Data for the task:

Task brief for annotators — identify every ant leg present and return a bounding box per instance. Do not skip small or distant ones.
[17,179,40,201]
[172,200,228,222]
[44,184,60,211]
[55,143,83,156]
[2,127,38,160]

Given exercise:
Reproduce every line of the material above without changing anything.

Response to the task:
Task brief for annotators — identify every ant leg present and return a bounding box per instance. Do not skip small or distant ones.
[17,179,40,201]
[172,200,228,222]
[44,184,60,211]
[55,143,83,156]
[2,127,38,160]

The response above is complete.